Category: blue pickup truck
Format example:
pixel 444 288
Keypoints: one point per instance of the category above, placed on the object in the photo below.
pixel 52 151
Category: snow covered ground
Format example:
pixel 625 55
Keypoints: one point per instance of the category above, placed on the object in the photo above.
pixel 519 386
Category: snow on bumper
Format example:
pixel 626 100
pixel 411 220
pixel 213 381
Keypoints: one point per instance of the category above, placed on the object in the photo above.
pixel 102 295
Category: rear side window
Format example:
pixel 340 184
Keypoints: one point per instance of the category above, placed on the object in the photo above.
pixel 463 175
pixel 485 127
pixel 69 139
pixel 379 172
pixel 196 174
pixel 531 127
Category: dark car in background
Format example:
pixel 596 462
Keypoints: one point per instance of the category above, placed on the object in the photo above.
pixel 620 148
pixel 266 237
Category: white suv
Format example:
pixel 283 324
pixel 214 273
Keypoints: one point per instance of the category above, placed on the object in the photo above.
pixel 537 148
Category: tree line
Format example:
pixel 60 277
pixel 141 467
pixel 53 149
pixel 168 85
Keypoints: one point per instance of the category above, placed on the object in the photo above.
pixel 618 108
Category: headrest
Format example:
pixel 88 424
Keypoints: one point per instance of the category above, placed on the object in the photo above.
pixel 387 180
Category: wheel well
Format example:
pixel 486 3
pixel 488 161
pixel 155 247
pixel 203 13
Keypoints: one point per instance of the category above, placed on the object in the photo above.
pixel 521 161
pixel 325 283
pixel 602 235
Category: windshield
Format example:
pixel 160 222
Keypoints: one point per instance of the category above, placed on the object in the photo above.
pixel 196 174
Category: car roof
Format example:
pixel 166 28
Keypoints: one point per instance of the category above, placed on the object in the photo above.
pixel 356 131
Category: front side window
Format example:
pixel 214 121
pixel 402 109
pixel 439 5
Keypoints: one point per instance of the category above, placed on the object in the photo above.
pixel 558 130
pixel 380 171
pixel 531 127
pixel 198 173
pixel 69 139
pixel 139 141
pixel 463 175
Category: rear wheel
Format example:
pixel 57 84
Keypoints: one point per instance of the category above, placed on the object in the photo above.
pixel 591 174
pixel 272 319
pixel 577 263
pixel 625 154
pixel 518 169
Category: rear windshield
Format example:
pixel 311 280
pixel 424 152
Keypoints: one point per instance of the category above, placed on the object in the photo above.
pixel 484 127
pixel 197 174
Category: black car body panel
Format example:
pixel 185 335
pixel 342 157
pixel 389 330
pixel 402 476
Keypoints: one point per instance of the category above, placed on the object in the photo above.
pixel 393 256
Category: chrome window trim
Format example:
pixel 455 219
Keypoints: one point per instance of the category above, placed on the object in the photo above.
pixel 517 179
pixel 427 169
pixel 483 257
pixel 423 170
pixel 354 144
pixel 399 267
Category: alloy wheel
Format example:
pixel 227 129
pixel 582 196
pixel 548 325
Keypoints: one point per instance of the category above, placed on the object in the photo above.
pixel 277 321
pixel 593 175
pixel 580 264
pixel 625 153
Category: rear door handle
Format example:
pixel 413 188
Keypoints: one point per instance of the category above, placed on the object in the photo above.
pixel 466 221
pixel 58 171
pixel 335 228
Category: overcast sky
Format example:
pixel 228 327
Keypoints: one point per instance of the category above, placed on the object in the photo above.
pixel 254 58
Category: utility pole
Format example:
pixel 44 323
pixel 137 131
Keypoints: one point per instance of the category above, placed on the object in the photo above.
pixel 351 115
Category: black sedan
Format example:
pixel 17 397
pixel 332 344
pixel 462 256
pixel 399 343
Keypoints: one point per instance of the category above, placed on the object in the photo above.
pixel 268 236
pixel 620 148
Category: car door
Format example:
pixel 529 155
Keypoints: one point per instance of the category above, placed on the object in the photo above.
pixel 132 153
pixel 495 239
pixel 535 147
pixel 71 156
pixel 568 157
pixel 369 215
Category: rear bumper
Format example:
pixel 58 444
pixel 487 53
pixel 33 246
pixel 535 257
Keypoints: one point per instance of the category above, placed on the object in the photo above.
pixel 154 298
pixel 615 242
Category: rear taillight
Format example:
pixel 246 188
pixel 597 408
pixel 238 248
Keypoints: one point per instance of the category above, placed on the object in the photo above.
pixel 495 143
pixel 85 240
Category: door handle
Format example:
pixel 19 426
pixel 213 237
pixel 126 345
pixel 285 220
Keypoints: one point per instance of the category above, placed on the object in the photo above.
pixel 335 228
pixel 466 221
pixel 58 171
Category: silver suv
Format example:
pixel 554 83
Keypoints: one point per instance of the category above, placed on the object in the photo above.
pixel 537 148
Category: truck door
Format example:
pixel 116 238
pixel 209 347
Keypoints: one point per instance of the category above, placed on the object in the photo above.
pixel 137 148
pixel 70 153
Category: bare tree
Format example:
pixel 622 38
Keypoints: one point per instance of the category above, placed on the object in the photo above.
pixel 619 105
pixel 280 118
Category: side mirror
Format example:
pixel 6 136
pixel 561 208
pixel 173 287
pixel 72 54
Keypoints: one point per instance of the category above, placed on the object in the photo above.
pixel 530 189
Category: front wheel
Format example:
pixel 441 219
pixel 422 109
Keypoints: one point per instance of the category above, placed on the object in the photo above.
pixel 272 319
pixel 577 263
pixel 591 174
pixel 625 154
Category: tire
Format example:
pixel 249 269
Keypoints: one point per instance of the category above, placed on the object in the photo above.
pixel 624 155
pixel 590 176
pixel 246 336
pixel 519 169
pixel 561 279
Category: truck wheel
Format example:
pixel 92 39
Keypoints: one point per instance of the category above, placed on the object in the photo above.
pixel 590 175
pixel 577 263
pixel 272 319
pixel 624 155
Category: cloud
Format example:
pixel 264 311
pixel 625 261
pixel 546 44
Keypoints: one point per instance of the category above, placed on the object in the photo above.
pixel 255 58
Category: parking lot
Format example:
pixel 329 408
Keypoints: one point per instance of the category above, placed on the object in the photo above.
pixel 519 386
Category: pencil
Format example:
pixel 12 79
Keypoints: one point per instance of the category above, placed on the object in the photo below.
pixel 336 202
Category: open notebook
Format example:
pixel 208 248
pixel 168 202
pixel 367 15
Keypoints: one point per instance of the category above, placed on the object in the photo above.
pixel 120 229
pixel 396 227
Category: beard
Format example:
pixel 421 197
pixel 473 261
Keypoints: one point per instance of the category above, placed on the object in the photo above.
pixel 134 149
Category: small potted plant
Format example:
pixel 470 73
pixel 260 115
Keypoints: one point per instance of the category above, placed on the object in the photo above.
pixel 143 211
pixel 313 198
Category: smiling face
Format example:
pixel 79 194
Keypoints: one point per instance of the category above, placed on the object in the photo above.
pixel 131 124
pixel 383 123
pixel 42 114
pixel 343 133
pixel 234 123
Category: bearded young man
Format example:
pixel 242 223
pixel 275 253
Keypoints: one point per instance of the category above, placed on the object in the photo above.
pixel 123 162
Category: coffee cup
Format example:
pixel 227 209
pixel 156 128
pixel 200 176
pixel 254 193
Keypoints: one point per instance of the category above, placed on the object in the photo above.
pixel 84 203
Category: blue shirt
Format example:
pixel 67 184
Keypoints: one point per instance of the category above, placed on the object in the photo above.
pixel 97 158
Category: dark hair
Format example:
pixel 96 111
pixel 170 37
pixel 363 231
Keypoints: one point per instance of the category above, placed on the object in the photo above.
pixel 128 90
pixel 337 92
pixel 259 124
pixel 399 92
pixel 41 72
=======
### EXERCISE INSTRUCTIONS
Switch every "Format example" in the data above to "Sample format" and give all of the data again with nothing else changed.

### TASK RESPONSE
Category: blue pickup truck
Sample format:
pixel 444 288
Keypoints: one point per instance of the category above, placed on the object in the photo below.
pixel 52 151
Category: snow covered ground
Sample format:
pixel 625 55
Keypoints: one point per instance of the category above, placed on the object in the photo above.
pixel 519 386
Category: snow on bumper
Sample format:
pixel 626 100
pixel 411 220
pixel 213 381
Keypoints: one point per instance of the category above, placed on the object in the photo above.
pixel 102 295
Category: rear side window
Sample format:
pixel 340 184
Keypoints: one point per instance of the category above, placed on the object in the photo above.
pixel 463 175
pixel 485 127
pixel 69 139
pixel 379 172
pixel 196 174
pixel 531 127
Category: dark car in background
Sample format:
pixel 596 462
Keypoints: one point per instance of the category above, placed on the object in the photo above.
pixel 620 148
pixel 266 237
Category: white suv
Sample format:
pixel 283 324
pixel 214 273
Keypoints: one point per instance of the category above, placed on the object in the photo above.
pixel 537 148
Category: tree line
Sample format:
pixel 60 277
pixel 141 467
pixel 53 149
pixel 168 85
Keypoints: one point per instance of the category above, placed on the object in the photo above.
pixel 618 108
Category: headrest
Sample format:
pixel 88 424
Keypoints: one point per instance of the category above, placed on the object in the photo above.
pixel 387 180
Category: wheel well
Sample format:
pixel 486 3
pixel 488 161
pixel 155 247
pixel 203 13
Keypoints: one point per instance of the category above, placed on the object in the photo above.
pixel 521 161
pixel 325 283
pixel 602 235
Category: windshield
Sample format:
pixel 160 222
Keypoints: one point per instance of the category above, placed on the object in the photo above.
pixel 196 174
Category: car roof
Sample format:
pixel 166 28
Keypoints: one point per instance of the category above, placed on the object in the photo above.
pixel 356 131
Category: front side window
Sample format:
pixel 214 121
pixel 402 109
pixel 439 5
Keypoints: one point per instance of the category above, placed on the object in the photo above.
pixel 558 130
pixel 380 171
pixel 531 127
pixel 198 173
pixel 69 139
pixel 139 141
pixel 463 175
Category: rear wheel
Sample format:
pixel 57 84
Keypoints: one point per instance of the category above, placed on the object in the photo above.
pixel 591 174
pixel 272 319
pixel 577 263
pixel 625 154
pixel 518 169
Category: rear windshield
Sample format:
pixel 311 280
pixel 424 152
Keypoints: one point per instance of the category above, placed on the object in the photo above.
pixel 484 127
pixel 197 174
Category: black car body panel
Sample format:
pixel 185 335
pixel 342 157
pixel 389 330
pixel 402 476
Keypoints: one point per instance of the category above, placed on the object in the photo above.
pixel 393 256
Category: chrome window trim
Sample format:
pixel 455 219
Keypoints: one point per instance of the category above, placed on the object in the photo above.
pixel 517 179
pixel 427 169
pixel 483 257
pixel 423 170
pixel 354 144
pixel 399 267
Category: alloy wheel
Sample format:
pixel 227 129
pixel 582 196
pixel 548 325
Keypoints: one point per instance of the category above, placed on the object in the photo above.
pixel 277 321
pixel 593 175
pixel 580 264
pixel 625 153
Category: rear door handle
Sample format:
pixel 413 188
Keypoints: one point per instance of the category above, placed on the object in the photo above.
pixel 466 221
pixel 58 171
pixel 335 228
Category: overcast sky
Sample format:
pixel 228 327
Keypoints: one point per instance of the category above, placed on the object in the photo above.
pixel 254 58
Category: utility pole
Sample format:
pixel 44 323
pixel 137 131
Keypoints: one point per instance of the category above, placed on the object in the photo above.
pixel 351 115
Category: black sedan
Sample format:
pixel 17 397
pixel 332 344
pixel 462 256
pixel 399 343
Keypoints: one point per instance of the category above, placed on the object in the photo above.
pixel 268 236
pixel 620 148
Category: car door
Sample format:
pixel 529 155
Keypoints: one point per instance of the category above, placed on the object in the photo above.
pixel 132 153
pixel 495 239
pixel 535 147
pixel 71 156
pixel 568 157
pixel 369 215
Category: rear bumper
Sample format:
pixel 58 444
pixel 487 53
pixel 33 246
pixel 535 257
Keypoints: one point per instance of the category above, placed on the object in the photo above.
pixel 154 298
pixel 615 242
Category: rear taillight
Sample format:
pixel 246 188
pixel 597 408
pixel 238 248
Keypoints: one point per instance of the category above, placed on the object in the photo above.
pixel 495 143
pixel 85 240
Category: door handle
Sample format:
pixel 19 426
pixel 213 237
pixel 126 345
pixel 285 220
Keypoints: one point per instance of the category above, placed on the object in the photo above.
pixel 335 228
pixel 466 221
pixel 58 171
Category: silver suv
Sample format:
pixel 554 83
Keypoints: one point per instance of the category above, placed on the object in the photo above.
pixel 537 148
Category: truck door
Sample format:
pixel 116 238
pixel 209 347
Keypoints: one point per instance of the category above, placed on the object in the photo above.
pixel 137 148
pixel 70 153
Category: bare tree
Sample format:
pixel 622 38
Keypoints: one point per instance of the category above, placed on the object in the photo above.
pixel 619 105
pixel 280 118
Category: side mirror
Sample format:
pixel 6 136
pixel 561 208
pixel 173 287
pixel 72 54
Keypoints: one point per instance of the category above, placed on the object in the photo above.
pixel 530 189
Category: front wheel
Sample format:
pixel 441 219
pixel 422 109
Keypoints: one point per instance of the category above, placed on the object in the photo above.
pixel 272 319
pixel 577 263
pixel 591 174
pixel 625 154
Category: tire
Sample format:
pixel 249 269
Keypoints: one point per instance of the category above, placed on the object in the photo above.
pixel 624 155
pixel 590 176
pixel 246 336
pixel 519 169
pixel 561 279
Category: truck wheel
Sample format:
pixel 92 39
Keypoints: one point per instance of the category above, placed on the object in the photo above.
pixel 590 175
pixel 577 263
pixel 272 319
pixel 624 155
Category: cloud
Sample format:
pixel 264 311
pixel 625 261
pixel 546 44
Keypoints: one point per instance of the category above, placed on the object in the photo above.
pixel 255 58
Category: parking lot
Sample format:
pixel 329 408
Keypoints: one point per instance of the category above, placed on the object in the photo above.
pixel 519 386
Category: pencil
Sample format:
pixel 12 79
Keypoints: one point per instance of the category above, placed on the object in the photo below.
pixel 336 202
Category: open notebook
Sample format:
pixel 208 248
pixel 168 202
pixel 367 15
Keypoints: one point per instance of the category above, placed on the object in the photo above.
pixel 120 229
pixel 396 227
Category: beard
Sample format:
pixel 421 197
pixel 473 261
Keypoints: one point per instance of the category above, placed on the object in the photo above.
pixel 134 149
Category: small potted plant
Sample format:
pixel 470 73
pixel 260 115
Keypoints: one point per instance of the category above, placed on the object in the photo above.
pixel 143 211
pixel 313 198
Category: smiling face
Sample format:
pixel 79 194
Keypoints: one point per instance of the category above, placed on the object in the photo above.
pixel 131 124
pixel 383 123
pixel 42 114
pixel 343 133
pixel 234 123
Category: bearded young man
Sample format:
pixel 242 223
pixel 275 253
Keypoints: one point per instance of the category above, placed on the object in the photo above.
pixel 123 162
Category: coffee cup
Sample format:
pixel 227 209
pixel 156 128
pixel 200 176
pixel 254 193
Keypoints: one point per instance of the category above, placed on the object in the photo above.
pixel 84 203
Category: blue shirt
Sample format:
pixel 67 184
Keypoints: one point per instance of the category above, placed on the object in the photo above.
pixel 97 158
Category: dark hair
Sample format:
pixel 96 111
pixel 170 37
pixel 363 231
Keypoints: one point per instance of the category above, placed on the object in the photo above.
pixel 128 90
pixel 337 92
pixel 259 124
pixel 399 92
pixel 41 72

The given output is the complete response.